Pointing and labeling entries

▼▼▼

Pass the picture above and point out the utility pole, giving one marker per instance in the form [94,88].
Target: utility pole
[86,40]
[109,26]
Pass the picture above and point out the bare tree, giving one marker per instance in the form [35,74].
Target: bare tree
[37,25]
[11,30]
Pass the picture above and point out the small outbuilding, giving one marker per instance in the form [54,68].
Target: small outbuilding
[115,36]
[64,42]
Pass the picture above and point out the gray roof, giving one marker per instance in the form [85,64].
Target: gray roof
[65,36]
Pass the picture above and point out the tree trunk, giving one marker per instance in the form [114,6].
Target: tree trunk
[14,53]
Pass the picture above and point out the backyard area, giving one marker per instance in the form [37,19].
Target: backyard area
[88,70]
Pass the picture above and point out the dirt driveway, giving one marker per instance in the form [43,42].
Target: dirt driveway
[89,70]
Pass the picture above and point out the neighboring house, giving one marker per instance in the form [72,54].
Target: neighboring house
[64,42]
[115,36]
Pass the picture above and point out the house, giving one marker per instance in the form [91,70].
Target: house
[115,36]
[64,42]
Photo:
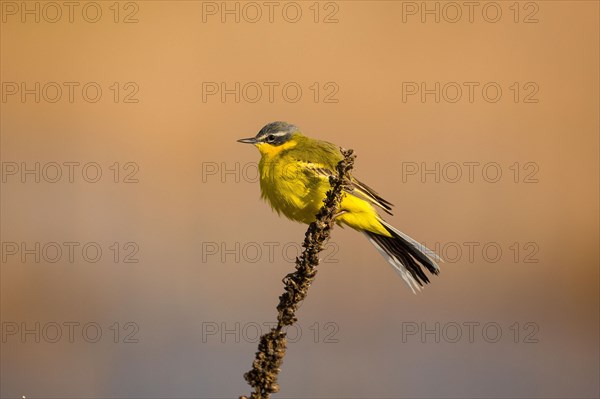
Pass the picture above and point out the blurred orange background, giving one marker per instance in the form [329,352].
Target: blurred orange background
[211,256]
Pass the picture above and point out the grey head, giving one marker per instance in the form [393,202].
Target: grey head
[274,133]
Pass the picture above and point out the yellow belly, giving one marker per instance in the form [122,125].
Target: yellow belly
[298,194]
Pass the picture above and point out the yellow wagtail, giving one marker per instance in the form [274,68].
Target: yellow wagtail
[294,178]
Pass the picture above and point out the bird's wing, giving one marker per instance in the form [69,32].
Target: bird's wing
[323,160]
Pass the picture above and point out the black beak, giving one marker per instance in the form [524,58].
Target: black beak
[250,140]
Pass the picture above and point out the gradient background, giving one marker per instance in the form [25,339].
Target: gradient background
[176,289]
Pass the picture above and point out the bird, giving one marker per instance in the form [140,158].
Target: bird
[294,173]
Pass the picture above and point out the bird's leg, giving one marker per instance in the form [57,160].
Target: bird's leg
[340,213]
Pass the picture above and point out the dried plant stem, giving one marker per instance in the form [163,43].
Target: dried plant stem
[271,348]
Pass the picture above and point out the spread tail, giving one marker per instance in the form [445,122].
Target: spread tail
[407,256]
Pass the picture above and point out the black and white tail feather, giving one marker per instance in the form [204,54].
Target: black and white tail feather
[407,256]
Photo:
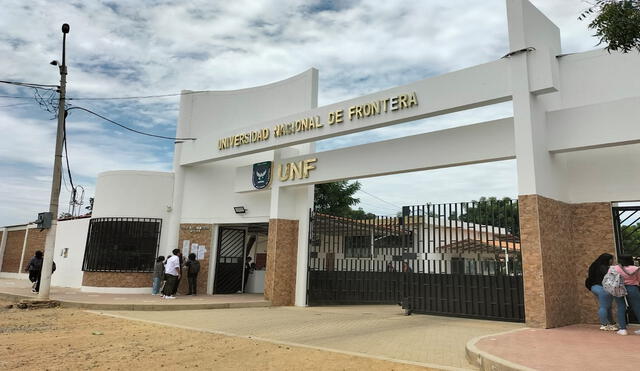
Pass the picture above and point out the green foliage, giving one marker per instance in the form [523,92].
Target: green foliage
[631,239]
[337,199]
[616,23]
[491,211]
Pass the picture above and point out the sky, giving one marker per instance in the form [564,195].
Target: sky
[140,48]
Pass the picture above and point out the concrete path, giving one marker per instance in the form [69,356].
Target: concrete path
[73,298]
[379,331]
[571,348]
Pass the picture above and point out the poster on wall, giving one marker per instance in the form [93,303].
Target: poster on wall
[201,251]
[185,247]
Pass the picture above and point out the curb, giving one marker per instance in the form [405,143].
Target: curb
[143,307]
[488,362]
[428,366]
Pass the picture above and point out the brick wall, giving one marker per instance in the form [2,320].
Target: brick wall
[200,234]
[13,252]
[117,279]
[559,241]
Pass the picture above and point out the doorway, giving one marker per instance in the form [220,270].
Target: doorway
[241,258]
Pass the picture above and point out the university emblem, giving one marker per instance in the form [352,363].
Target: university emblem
[261,174]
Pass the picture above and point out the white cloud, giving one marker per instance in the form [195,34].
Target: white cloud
[160,46]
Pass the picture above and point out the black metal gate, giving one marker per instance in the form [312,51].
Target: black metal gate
[230,261]
[458,259]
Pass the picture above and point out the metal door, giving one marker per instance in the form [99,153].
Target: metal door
[230,261]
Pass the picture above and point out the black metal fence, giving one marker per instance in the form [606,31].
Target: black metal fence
[460,259]
[122,244]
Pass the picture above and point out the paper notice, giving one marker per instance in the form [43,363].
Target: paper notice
[201,251]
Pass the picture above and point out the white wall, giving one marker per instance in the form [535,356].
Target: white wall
[209,197]
[71,235]
[604,174]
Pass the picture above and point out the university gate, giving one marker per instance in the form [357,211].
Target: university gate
[455,259]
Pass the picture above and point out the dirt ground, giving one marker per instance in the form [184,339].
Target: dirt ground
[69,339]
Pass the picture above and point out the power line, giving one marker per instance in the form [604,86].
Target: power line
[126,127]
[14,97]
[141,96]
[16,104]
[378,198]
[30,85]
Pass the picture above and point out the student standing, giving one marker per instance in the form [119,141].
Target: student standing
[597,270]
[193,267]
[175,288]
[158,275]
[35,269]
[172,273]
[631,275]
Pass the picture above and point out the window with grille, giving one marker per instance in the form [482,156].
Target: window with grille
[122,244]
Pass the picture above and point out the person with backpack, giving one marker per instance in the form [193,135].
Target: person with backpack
[597,270]
[158,275]
[193,268]
[35,270]
[630,274]
[35,267]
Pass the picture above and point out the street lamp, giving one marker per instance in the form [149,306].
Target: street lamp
[49,246]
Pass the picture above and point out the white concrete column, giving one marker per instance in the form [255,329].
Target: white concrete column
[3,244]
[172,230]
[533,73]
[24,248]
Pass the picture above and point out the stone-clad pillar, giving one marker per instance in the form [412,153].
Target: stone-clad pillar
[282,250]
[559,241]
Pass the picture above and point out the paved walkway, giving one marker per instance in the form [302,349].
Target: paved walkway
[578,347]
[74,298]
[380,331]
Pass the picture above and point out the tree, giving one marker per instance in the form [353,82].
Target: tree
[337,199]
[491,211]
[616,22]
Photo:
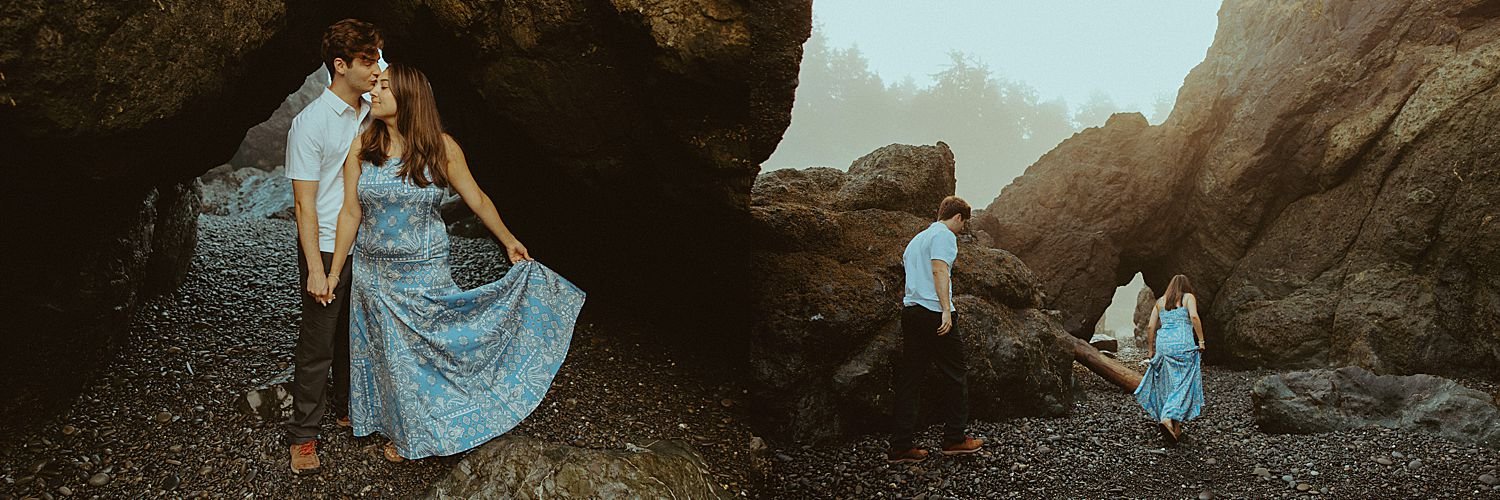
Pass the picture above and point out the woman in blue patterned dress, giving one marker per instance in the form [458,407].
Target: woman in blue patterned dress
[1172,388]
[435,368]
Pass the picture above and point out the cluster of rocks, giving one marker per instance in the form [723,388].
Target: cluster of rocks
[192,406]
[657,110]
[1352,397]
[1107,448]
[1325,179]
[827,295]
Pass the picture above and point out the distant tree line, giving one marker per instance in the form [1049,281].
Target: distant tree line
[995,126]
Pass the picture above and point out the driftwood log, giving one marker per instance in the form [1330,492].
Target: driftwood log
[1106,367]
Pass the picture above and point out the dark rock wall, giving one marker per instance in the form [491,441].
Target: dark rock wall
[609,134]
[1326,179]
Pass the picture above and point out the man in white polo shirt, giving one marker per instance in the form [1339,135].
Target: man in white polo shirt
[317,144]
[929,338]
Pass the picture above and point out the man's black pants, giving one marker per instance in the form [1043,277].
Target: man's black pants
[923,347]
[323,346]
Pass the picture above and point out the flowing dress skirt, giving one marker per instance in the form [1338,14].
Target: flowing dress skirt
[1172,386]
[435,368]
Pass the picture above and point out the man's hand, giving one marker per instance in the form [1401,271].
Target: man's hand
[318,287]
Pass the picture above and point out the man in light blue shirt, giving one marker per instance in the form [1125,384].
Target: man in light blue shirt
[929,338]
[317,144]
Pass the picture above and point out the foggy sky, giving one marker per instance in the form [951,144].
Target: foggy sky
[1131,50]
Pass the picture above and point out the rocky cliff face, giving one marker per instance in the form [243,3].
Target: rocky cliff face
[608,132]
[1326,179]
[827,301]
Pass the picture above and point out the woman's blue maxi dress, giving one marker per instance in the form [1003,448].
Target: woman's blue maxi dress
[435,368]
[1172,386]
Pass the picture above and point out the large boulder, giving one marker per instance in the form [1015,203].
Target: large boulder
[245,191]
[522,467]
[1352,397]
[1145,302]
[599,128]
[264,144]
[1325,179]
[828,293]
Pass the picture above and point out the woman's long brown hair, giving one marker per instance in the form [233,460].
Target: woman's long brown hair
[1176,289]
[426,158]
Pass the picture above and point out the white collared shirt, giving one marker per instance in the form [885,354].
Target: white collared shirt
[317,144]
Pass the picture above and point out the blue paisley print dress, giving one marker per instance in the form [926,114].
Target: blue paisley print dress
[435,368]
[1172,386]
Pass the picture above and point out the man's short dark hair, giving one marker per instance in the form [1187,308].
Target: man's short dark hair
[951,206]
[348,39]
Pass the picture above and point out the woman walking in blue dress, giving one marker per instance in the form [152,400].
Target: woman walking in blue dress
[1172,388]
[435,368]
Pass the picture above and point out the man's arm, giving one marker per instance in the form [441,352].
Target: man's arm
[302,168]
[944,301]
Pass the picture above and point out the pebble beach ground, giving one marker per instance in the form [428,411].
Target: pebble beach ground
[162,421]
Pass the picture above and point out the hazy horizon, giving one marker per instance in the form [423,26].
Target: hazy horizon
[1056,68]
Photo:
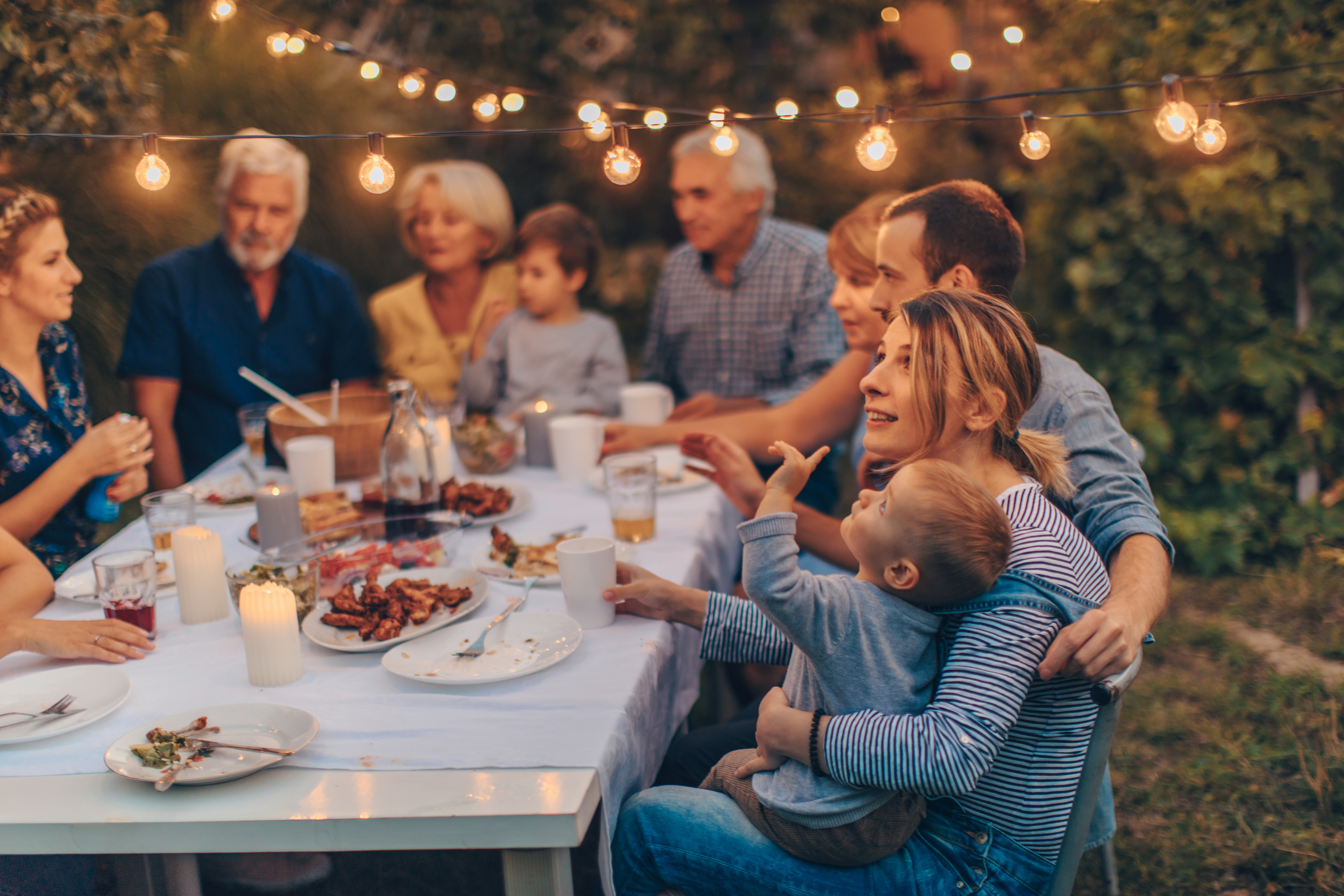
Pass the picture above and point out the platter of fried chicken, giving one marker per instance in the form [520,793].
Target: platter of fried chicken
[377,612]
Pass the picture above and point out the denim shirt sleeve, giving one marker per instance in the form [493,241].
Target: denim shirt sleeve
[1113,500]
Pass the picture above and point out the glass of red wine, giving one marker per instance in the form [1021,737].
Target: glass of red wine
[127,587]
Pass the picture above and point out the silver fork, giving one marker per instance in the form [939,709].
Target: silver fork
[478,647]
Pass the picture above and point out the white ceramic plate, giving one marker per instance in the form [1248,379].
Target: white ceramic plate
[487,566]
[255,725]
[523,644]
[522,499]
[99,690]
[347,640]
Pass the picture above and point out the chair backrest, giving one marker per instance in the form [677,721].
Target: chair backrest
[1107,694]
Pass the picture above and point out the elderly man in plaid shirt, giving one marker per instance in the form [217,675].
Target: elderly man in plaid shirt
[742,315]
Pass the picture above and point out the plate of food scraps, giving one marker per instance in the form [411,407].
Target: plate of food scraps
[514,558]
[487,500]
[148,751]
[406,605]
[526,643]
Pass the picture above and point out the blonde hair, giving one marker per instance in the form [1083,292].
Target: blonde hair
[474,190]
[964,343]
[959,535]
[853,248]
[22,210]
[263,156]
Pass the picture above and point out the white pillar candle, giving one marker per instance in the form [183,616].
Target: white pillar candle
[271,634]
[198,558]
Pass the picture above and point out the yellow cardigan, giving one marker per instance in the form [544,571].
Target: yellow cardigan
[412,344]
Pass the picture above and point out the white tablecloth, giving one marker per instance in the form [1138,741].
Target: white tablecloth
[613,706]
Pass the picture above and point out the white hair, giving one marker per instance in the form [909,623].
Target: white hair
[474,190]
[749,167]
[263,156]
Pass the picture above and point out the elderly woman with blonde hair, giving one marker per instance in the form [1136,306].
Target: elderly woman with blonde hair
[457,221]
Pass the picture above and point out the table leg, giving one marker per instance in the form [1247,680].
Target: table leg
[538,872]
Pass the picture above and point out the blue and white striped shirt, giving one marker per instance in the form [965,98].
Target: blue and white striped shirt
[1008,746]
[769,335]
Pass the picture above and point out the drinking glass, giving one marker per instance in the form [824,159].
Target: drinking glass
[127,587]
[166,512]
[631,487]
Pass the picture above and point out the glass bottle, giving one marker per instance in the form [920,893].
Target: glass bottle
[410,484]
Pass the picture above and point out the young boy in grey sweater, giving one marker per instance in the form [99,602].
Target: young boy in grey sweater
[933,538]
[550,350]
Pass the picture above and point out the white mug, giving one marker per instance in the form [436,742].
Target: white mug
[588,569]
[646,403]
[312,464]
[576,445]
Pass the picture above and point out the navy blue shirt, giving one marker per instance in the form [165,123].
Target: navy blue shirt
[194,320]
[35,438]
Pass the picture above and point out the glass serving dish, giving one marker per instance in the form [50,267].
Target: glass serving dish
[387,543]
[487,444]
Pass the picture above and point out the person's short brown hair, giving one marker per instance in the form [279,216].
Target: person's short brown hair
[960,536]
[573,234]
[966,224]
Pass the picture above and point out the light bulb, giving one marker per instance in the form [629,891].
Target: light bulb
[487,108]
[222,10]
[152,173]
[877,150]
[723,143]
[277,45]
[377,174]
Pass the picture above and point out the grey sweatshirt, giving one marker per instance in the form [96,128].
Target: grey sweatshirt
[855,648]
[577,367]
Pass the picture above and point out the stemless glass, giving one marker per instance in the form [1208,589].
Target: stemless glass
[128,586]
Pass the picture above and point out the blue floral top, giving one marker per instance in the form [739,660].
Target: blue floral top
[35,438]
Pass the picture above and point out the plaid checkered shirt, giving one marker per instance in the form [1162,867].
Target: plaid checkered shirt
[769,335]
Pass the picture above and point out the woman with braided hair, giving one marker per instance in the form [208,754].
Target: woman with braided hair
[50,455]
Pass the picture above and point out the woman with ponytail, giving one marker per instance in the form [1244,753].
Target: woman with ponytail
[998,753]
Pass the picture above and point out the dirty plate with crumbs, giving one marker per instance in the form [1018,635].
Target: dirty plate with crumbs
[525,643]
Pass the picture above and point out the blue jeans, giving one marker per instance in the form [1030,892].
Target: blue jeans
[701,843]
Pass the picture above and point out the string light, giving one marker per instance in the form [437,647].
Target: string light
[222,11]
[377,174]
[1210,137]
[620,165]
[1034,144]
[1176,120]
[487,108]
[277,45]
[877,150]
[152,173]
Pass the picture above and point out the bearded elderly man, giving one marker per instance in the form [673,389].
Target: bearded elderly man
[247,297]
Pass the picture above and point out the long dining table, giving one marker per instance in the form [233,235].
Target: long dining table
[519,766]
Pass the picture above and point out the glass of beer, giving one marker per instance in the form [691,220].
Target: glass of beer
[631,487]
[166,512]
[252,421]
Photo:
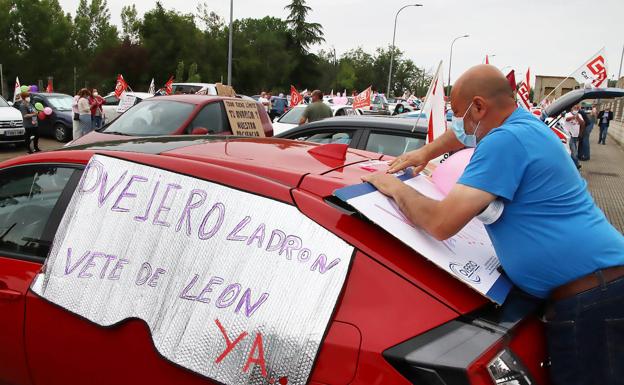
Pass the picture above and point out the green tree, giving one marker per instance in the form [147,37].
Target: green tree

▲▲▲

What the exercise asks >>
Reproduce exactly, and only, the lines from the one containing "Pass the picture above and point out the bearded" through the last line of the records above, both included, leaving out any pictures.

Task output >>
Pass the picture above and point out the bearded elderly man, giving one marker per instance in the form [673,389].
Target: bearded elderly man
[247,297]
Pass the picture above and point out the long dining table, giving one marker per instance in the form [233,235].
Target: long dining table
[519,766]
Pass the picture above and point out the glass of beer, giving one marker per instance in the form [691,220].
Target: glass of beer
[631,487]
[166,512]
[252,421]
Photo:
Pass the picture above and point out the green tree, giving one marker per instance in the form [147,37].
Target: green tree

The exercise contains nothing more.